Directions for this task:
Count every line of the material that holds the string "tree". Respond with the total only.

*** Opening of Dataset excerpts ***

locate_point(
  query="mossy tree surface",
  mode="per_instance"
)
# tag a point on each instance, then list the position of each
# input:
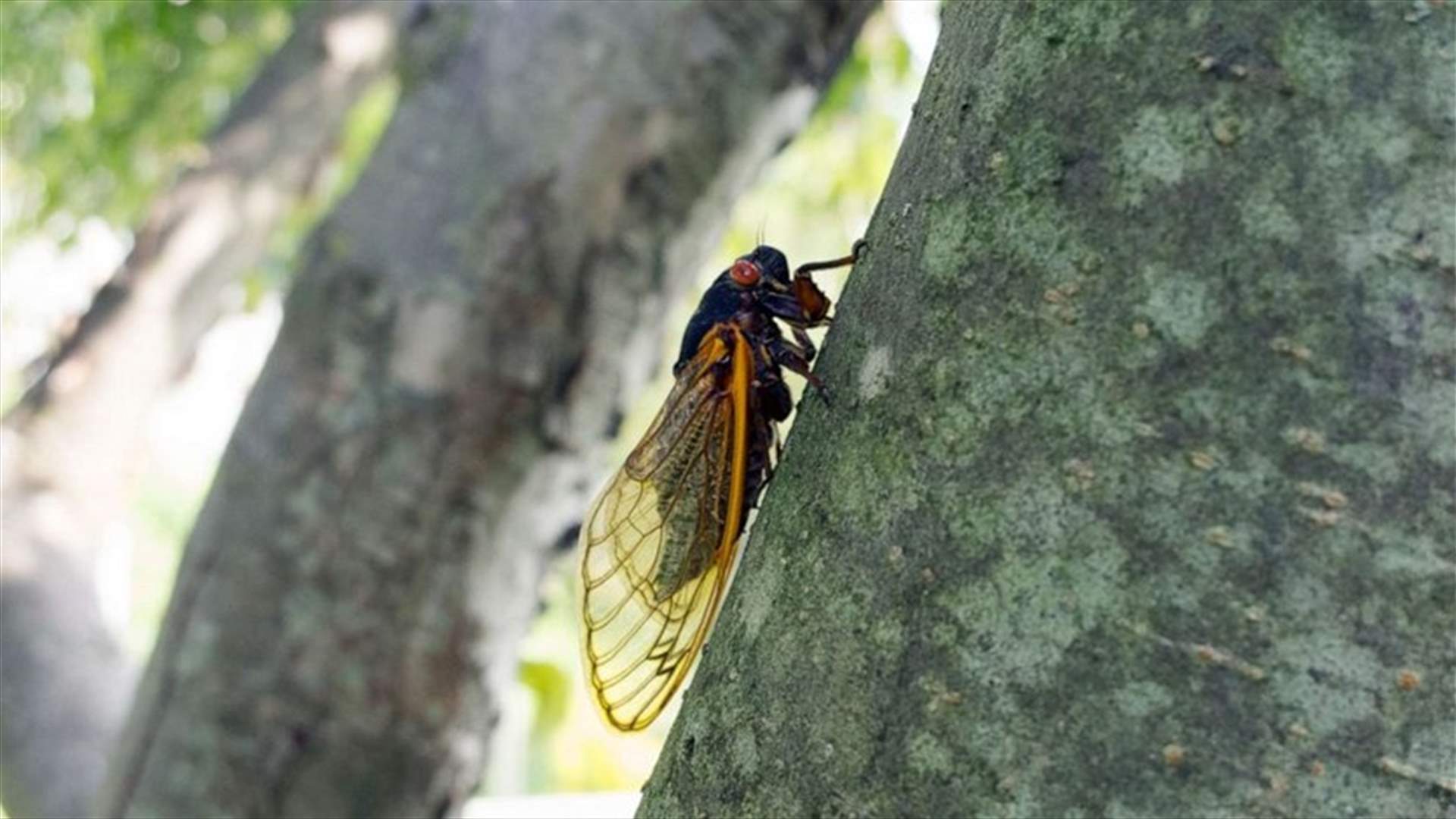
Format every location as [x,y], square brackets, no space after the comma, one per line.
[1136,496]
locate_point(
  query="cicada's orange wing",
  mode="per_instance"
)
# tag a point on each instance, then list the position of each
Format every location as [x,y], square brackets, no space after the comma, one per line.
[660,541]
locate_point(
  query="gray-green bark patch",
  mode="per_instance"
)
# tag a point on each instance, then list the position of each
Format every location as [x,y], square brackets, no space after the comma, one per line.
[1159,518]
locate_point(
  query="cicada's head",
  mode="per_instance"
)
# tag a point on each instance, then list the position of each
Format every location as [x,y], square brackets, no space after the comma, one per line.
[764,262]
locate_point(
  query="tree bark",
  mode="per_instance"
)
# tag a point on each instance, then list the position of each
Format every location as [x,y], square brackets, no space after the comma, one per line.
[1138,493]
[71,444]
[459,346]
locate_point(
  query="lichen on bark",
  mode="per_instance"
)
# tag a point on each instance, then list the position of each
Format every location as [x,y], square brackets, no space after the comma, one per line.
[1139,497]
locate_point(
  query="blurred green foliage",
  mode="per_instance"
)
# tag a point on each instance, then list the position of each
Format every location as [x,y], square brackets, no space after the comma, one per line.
[101,102]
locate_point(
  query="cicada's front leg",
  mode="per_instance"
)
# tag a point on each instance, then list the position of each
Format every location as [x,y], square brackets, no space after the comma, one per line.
[797,360]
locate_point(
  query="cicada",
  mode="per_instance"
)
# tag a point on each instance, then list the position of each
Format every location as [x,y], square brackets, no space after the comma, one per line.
[658,544]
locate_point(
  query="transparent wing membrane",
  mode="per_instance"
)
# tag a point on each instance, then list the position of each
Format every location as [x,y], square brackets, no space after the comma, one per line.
[660,541]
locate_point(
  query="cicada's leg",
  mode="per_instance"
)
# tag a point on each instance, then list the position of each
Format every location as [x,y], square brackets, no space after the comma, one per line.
[843,261]
[802,337]
[791,356]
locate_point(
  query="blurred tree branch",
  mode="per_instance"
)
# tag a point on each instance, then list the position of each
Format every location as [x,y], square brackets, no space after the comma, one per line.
[459,346]
[71,442]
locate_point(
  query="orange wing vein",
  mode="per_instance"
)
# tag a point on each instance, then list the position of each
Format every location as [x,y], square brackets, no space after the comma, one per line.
[660,541]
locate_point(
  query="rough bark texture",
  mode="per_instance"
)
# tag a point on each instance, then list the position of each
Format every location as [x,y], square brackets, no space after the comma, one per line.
[460,341]
[1138,497]
[71,444]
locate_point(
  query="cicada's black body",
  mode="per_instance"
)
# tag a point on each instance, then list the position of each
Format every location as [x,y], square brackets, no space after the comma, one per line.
[660,541]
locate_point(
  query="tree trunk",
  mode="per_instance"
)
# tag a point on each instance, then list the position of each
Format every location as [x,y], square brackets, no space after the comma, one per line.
[459,344]
[1138,494]
[72,441]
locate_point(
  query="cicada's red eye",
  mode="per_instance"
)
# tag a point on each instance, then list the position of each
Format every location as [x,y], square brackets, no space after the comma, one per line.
[745,273]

*** Close of Dataset excerpts ***

Finished task:
4